*Source data:*
────────

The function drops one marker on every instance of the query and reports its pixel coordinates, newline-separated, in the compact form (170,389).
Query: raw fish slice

────────

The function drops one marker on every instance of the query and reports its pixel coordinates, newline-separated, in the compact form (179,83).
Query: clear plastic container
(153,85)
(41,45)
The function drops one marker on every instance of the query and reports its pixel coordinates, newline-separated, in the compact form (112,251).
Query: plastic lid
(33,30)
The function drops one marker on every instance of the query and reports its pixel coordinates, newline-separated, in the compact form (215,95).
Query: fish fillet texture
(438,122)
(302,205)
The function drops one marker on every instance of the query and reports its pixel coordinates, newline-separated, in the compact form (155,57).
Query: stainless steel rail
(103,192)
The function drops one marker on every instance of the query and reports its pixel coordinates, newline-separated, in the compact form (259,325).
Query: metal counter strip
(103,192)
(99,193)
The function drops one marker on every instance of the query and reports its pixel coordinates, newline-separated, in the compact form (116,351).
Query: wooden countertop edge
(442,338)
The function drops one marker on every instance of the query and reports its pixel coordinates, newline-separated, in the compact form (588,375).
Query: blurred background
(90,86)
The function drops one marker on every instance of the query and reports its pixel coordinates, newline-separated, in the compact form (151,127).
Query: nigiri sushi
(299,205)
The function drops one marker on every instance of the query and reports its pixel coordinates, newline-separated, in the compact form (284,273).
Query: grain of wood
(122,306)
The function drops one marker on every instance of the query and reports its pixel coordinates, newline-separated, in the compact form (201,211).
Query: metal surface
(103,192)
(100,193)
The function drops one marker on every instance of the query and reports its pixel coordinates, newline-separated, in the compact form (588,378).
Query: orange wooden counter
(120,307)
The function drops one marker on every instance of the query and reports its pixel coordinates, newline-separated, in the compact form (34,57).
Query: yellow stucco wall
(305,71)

────────

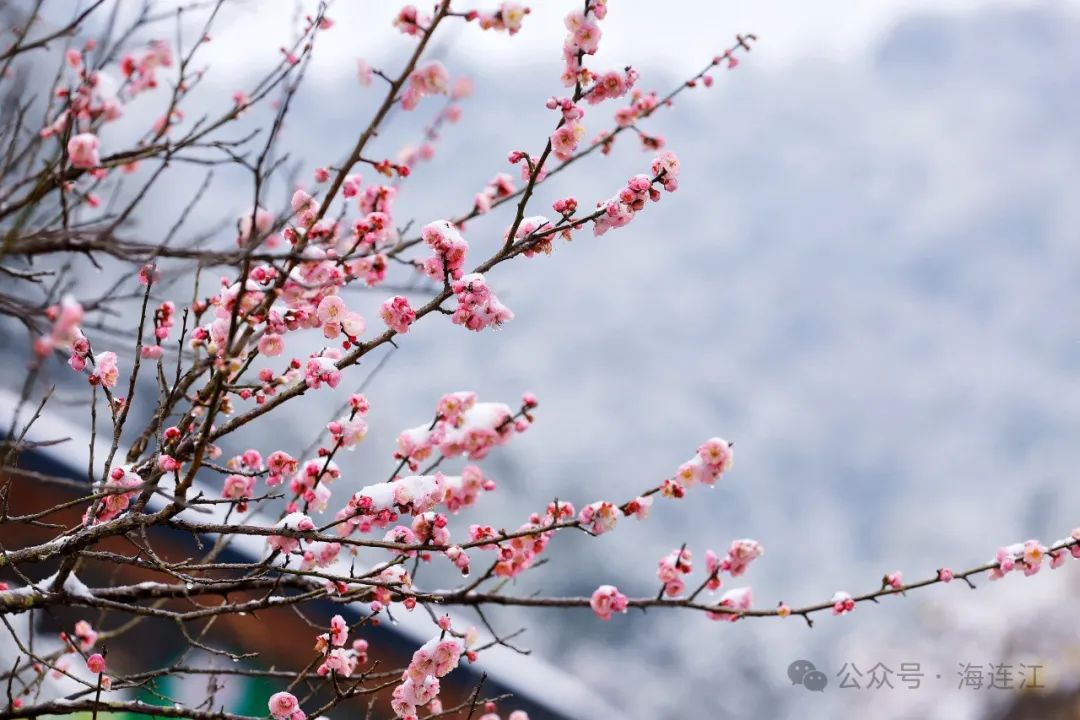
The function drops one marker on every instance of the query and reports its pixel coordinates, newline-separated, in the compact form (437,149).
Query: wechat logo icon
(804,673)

────────

*Task requirements:* Transcribe, exactly and without additions, the lines of the records above, beginning with the line that contains "compact form (259,325)." and ending with the line that contains "compact form (588,375).", both included.

*The answer:*
The function drops one marker on every instance of the query and reports its pixel coordinates, newline-separated, in the compact form (259,325).
Query: metal counter strip
(103,192)
(99,193)
The function drops one marker on every instance of the query and reports its pixel coordinates, newline-separated, in the compact form (116,351).
Query: wooden countertop edge
(442,338)
The function drops one marker on every instance of the query and reports its pixel coordinates, newline-separated, in the compact form (588,375).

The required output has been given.